- Documento
Titulo esta columna como otra crónica de una muerte anunciada, porque lamentablemente hubo una serie de sucesos que llevaron a que esta tragedia ocurriera y nadie se percatara del peligro latente que había en este lugar. Primero, la negligencia de un gobierno local que permite la construcción de barrios y casas en una zona declarada como una falla geológica, ubicada en la ladera de un río y con una gran montaña a cuestas que ya se había venido abajo el 6 de octubre de 1976, dejando un saldo de 71 personas muertas, es decir, ya existía un antecedente delicado que pareció importarle poco a las autoridades que permitieron que emergieran y se construyeran nuevamente viviendas en la misma avenida que la naturaleza ya había devastado hace 46 años.
Segundo, la pasividad de un Estado frente al control y la regulación, que genera expectativas de derechos en las personas, situación que en el ámbito jurídico es denominada como confianza legítima, puesto que, si estas viviendas estaban construidas en zonas de alto riesgo, invasión o predios privados, el propio estado no tendría por qué garantizarles la estancia en estos lugares, por el contrario, debería buscar de inmediato alternativas de reubicación para evitar que se pusiera en riesgo la propia vida de cientos de personas.
Tercero, la existencia de una antigua y abandonada acequia, que no es más que un canal de riego para transportar agua, ubicada en la parte alta de la montaña, donde hace bastantes años, intentaron poner en marcha una pequeña central hidroeléctrica con el agua proveniente del Río Otún.

- Extractos de datos
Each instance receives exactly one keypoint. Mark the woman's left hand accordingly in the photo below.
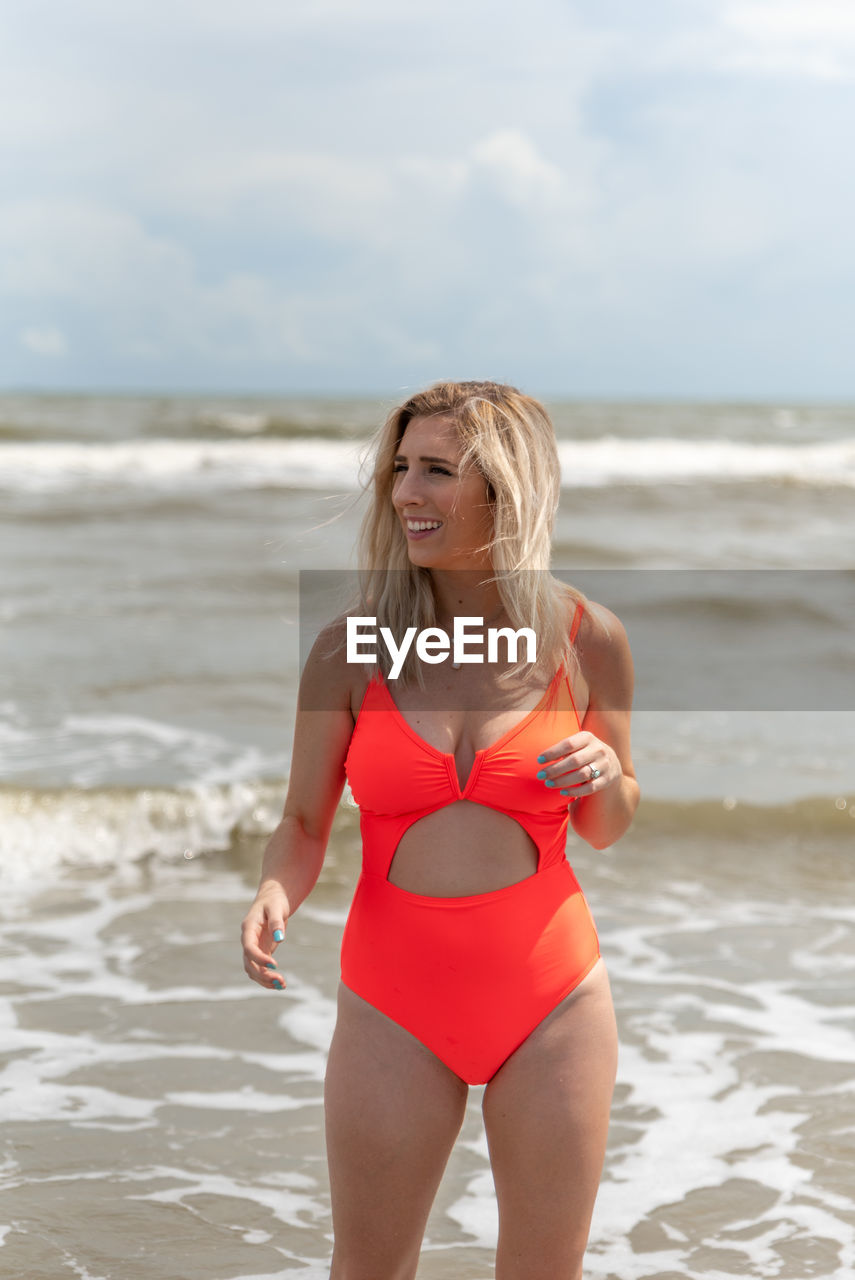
(580, 766)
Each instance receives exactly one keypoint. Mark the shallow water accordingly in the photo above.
(161, 1114)
(158, 1106)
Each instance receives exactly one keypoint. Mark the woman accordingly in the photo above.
(469, 955)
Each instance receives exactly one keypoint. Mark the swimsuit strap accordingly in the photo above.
(577, 618)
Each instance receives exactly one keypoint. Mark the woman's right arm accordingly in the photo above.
(295, 853)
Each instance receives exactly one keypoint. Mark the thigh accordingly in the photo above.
(547, 1114)
(393, 1111)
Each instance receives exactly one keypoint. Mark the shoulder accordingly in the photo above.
(604, 656)
(329, 682)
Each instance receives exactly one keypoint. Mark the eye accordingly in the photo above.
(434, 466)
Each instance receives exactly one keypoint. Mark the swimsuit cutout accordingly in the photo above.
(470, 977)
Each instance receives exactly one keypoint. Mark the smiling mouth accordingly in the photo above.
(423, 526)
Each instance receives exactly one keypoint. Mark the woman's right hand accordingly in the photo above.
(261, 932)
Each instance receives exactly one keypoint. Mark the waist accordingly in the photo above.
(551, 883)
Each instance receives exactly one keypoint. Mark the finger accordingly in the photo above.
(265, 974)
(558, 775)
(252, 950)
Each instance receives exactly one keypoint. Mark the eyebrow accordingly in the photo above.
(425, 457)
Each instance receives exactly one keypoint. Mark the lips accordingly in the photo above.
(423, 526)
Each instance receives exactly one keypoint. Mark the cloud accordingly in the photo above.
(45, 341)
(346, 195)
(814, 40)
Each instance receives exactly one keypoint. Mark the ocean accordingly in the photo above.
(163, 1116)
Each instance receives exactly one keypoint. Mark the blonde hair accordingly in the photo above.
(511, 440)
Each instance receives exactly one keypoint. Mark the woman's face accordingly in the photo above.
(429, 490)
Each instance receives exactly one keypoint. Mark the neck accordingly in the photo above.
(462, 593)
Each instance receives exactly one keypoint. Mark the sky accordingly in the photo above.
(584, 197)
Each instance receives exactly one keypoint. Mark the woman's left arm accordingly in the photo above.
(604, 800)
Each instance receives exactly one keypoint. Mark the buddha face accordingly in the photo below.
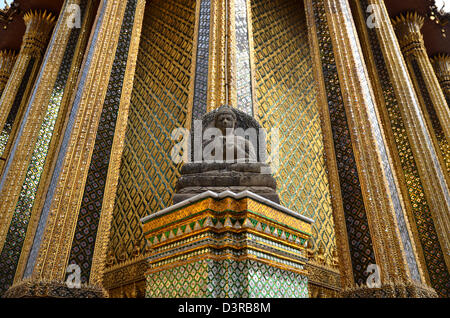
(225, 121)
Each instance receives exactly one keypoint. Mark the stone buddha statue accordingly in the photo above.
(230, 161)
(233, 148)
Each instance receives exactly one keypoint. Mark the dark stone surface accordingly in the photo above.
(219, 176)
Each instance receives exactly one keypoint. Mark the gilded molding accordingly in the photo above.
(71, 44)
(216, 74)
(7, 60)
(38, 27)
(408, 28)
(104, 228)
(396, 141)
(369, 144)
(441, 64)
(52, 289)
(342, 242)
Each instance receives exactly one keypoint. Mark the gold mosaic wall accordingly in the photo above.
(158, 105)
(286, 97)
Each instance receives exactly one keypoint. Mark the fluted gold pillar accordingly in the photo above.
(39, 24)
(434, 105)
(29, 166)
(349, 110)
(421, 178)
(105, 83)
(7, 60)
(441, 63)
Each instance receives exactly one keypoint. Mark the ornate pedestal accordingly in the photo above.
(227, 245)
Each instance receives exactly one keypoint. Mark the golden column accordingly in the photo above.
(39, 24)
(348, 103)
(408, 27)
(108, 54)
(441, 63)
(7, 60)
(423, 183)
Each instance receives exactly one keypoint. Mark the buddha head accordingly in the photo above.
(225, 120)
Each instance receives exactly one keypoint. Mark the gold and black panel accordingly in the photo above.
(286, 99)
(158, 106)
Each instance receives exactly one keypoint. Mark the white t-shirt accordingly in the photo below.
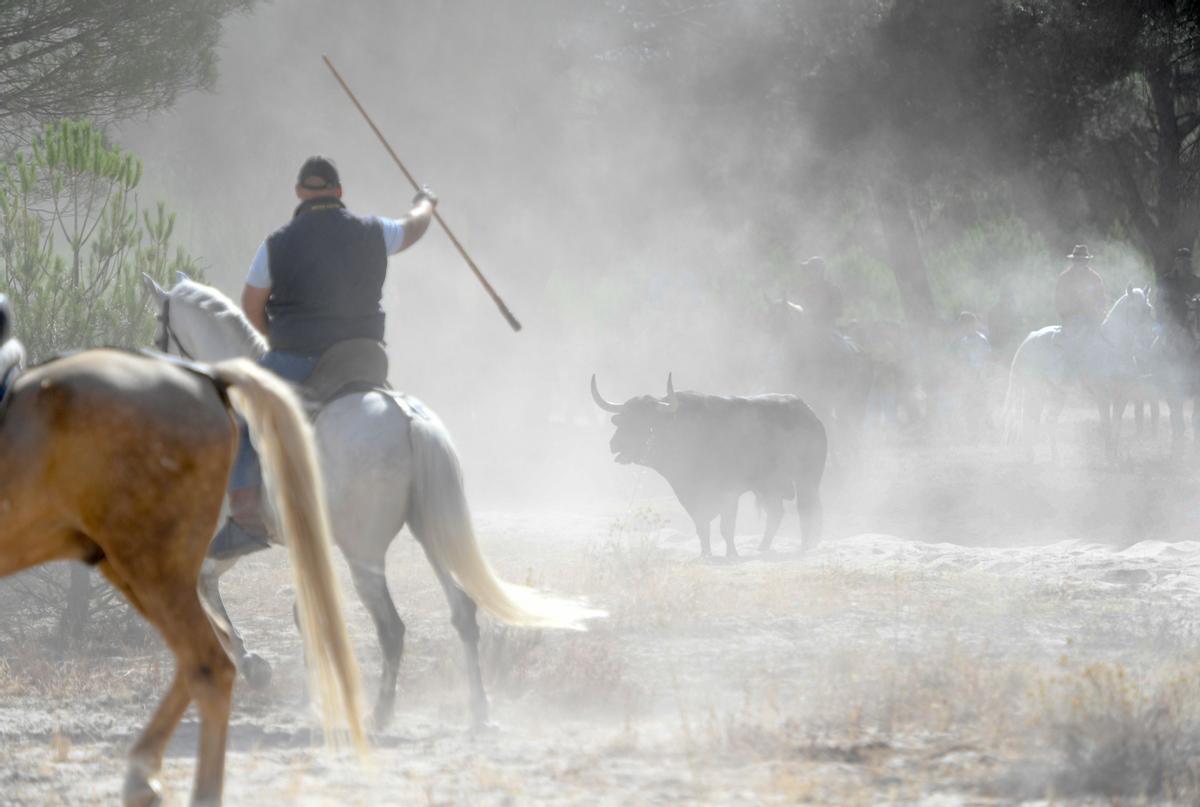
(259, 275)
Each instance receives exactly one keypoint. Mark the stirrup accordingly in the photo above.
(234, 541)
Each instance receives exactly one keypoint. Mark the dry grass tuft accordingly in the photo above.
(1119, 734)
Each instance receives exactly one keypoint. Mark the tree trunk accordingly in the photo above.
(78, 609)
(906, 258)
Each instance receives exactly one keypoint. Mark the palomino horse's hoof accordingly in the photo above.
(257, 671)
(141, 791)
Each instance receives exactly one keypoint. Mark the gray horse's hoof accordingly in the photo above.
(257, 671)
(141, 791)
(381, 717)
(484, 728)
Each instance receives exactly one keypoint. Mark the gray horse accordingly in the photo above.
(1103, 364)
(388, 461)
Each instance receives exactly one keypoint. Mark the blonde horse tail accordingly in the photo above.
(441, 520)
(1014, 401)
(286, 444)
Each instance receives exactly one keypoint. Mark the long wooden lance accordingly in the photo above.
(487, 287)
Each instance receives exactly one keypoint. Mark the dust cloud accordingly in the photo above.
(639, 184)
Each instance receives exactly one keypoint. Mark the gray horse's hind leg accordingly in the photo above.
(462, 616)
(372, 586)
(773, 507)
(808, 503)
(252, 667)
(729, 526)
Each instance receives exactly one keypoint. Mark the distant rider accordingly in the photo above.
(1081, 304)
(313, 282)
(1176, 290)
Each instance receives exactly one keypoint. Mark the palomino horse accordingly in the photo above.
(1047, 363)
(120, 461)
(388, 461)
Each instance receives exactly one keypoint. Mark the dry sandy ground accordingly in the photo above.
(879, 669)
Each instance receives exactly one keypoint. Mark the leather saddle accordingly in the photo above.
(354, 365)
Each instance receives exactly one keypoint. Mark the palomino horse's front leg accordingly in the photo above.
(252, 667)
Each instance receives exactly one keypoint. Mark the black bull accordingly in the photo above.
(712, 449)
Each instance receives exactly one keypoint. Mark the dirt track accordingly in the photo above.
(879, 669)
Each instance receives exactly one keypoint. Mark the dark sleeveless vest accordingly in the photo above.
(328, 267)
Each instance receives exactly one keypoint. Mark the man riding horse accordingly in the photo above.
(1081, 304)
(1176, 291)
(313, 284)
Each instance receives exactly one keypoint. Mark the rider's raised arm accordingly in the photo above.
(401, 233)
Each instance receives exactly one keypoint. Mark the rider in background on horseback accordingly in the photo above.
(1176, 290)
(315, 282)
(822, 302)
(1081, 304)
(820, 296)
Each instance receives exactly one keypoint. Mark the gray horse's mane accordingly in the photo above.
(223, 310)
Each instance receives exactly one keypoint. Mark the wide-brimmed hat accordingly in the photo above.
(1080, 253)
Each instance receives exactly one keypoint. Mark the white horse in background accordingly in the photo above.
(1104, 366)
(387, 461)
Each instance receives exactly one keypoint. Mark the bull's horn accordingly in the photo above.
(671, 400)
(599, 399)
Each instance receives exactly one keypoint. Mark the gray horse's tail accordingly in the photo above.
(1013, 414)
(441, 520)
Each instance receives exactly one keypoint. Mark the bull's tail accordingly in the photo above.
(292, 473)
(441, 520)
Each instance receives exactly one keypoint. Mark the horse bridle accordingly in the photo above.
(168, 333)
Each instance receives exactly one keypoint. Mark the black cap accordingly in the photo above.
(318, 173)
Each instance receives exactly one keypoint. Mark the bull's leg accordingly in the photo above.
(773, 507)
(372, 587)
(703, 528)
(462, 616)
(252, 667)
(729, 526)
(1053, 411)
(808, 503)
(1195, 423)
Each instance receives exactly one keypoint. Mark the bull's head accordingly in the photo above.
(636, 420)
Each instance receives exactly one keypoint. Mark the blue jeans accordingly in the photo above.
(246, 470)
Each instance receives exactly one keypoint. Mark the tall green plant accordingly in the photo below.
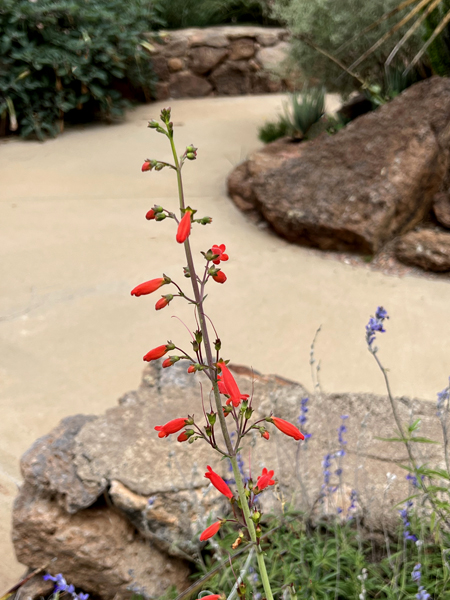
(59, 56)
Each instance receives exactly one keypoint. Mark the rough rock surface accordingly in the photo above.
(441, 208)
(373, 180)
(428, 249)
(221, 60)
(137, 482)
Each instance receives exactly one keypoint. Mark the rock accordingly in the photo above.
(242, 48)
(159, 64)
(96, 549)
(271, 58)
(212, 36)
(355, 107)
(356, 190)
(441, 208)
(269, 37)
(157, 486)
(204, 59)
(232, 78)
(49, 465)
(428, 249)
(188, 85)
(175, 65)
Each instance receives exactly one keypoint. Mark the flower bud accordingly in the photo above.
(170, 361)
(220, 277)
(164, 301)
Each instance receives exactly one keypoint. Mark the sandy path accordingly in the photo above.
(74, 242)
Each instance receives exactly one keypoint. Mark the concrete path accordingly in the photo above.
(75, 241)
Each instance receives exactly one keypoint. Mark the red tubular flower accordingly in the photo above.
(149, 287)
(218, 483)
(184, 228)
(230, 384)
(220, 250)
(265, 479)
(287, 428)
(164, 301)
(156, 353)
(210, 531)
(220, 277)
(170, 427)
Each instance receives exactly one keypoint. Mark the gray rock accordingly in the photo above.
(187, 85)
(356, 190)
(203, 59)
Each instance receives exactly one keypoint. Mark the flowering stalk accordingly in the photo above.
(212, 373)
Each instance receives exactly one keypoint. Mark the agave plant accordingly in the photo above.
(303, 111)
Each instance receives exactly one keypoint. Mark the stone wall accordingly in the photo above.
(224, 61)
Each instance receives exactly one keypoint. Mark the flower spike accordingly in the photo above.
(218, 483)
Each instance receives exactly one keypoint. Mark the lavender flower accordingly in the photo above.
(375, 324)
(61, 585)
(404, 514)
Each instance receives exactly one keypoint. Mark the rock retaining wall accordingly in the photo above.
(224, 61)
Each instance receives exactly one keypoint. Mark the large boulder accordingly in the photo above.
(428, 249)
(119, 508)
(356, 190)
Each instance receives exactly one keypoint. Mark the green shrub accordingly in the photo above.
(330, 24)
(273, 130)
(60, 57)
(177, 14)
(304, 110)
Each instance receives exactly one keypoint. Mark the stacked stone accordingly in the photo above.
(223, 61)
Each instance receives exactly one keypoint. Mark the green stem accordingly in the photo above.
(210, 361)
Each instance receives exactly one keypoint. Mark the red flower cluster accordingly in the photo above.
(265, 479)
(218, 483)
(171, 427)
(220, 250)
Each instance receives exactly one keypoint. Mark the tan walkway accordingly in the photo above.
(75, 241)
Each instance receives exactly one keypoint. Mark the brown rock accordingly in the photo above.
(441, 208)
(269, 37)
(242, 48)
(188, 85)
(212, 36)
(232, 78)
(203, 59)
(162, 90)
(361, 187)
(96, 549)
(273, 57)
(427, 249)
(159, 64)
(175, 65)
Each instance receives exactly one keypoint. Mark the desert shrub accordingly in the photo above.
(58, 57)
(330, 25)
(177, 14)
(273, 130)
(439, 50)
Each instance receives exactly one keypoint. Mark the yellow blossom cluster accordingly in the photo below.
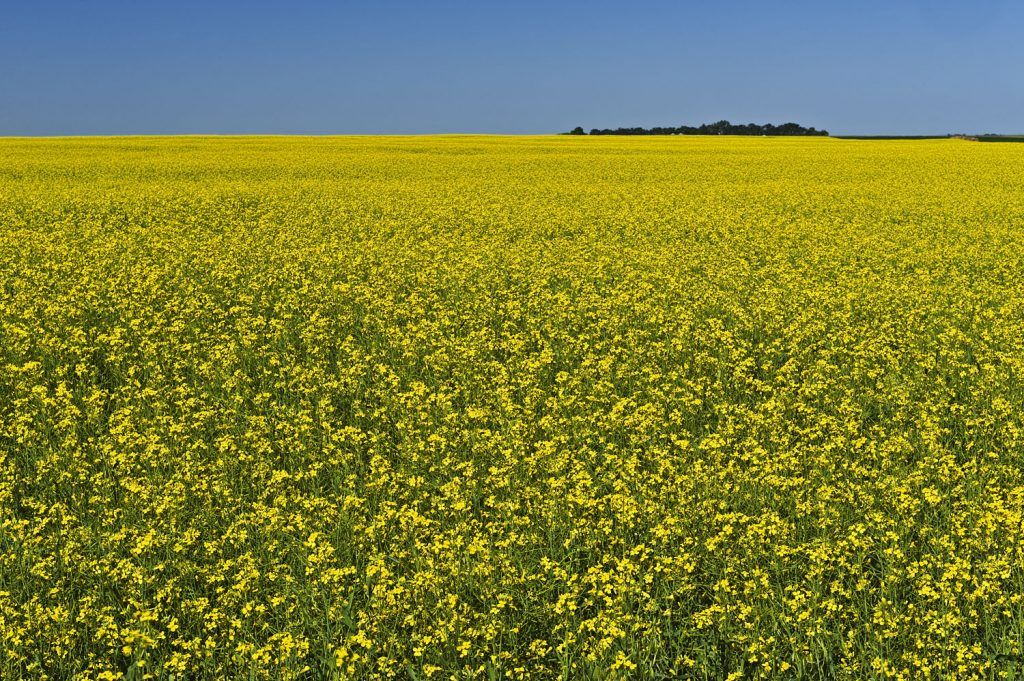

- Problema planteado
Continúa la columna sobre la tragedia anunciada a partir del párrafo con el que termina.

- Resultado obtenido
Frente a lo anterior, y ante lo impredecible que se ha vuelto el medio ambiente debido a los efectos del cambio climático que azotan al planeta entero, un temporal de lluvias que duró más de 24 horas provocó que este viejo canal se represara, el agua se desbordara y ante la fuerte presión ejercida por la misma, la montaña desplomara encima de las personas que a esa hora se levantaban, preparaban su desayuno o incluso, aún dormían.
De verdad que es triste, personalmente quisiera nunca tener que escribir sobre este tipo de tragedias que generan tanto dolor, pero que se pueden evitar con mayor prevención, respeto por las medidas institucionales y el efectivo cumplimiento de la normatividad ambiental y los planes de ordenamiento territorial de los municipios. ¿hasta cuándo van a suceder estos acontecimientos en Colombia? ¿Hasta cuando tendremos que seguirnos lamentado por desastres que se pueden evitar con un poco de orden y responsabilidad estatal?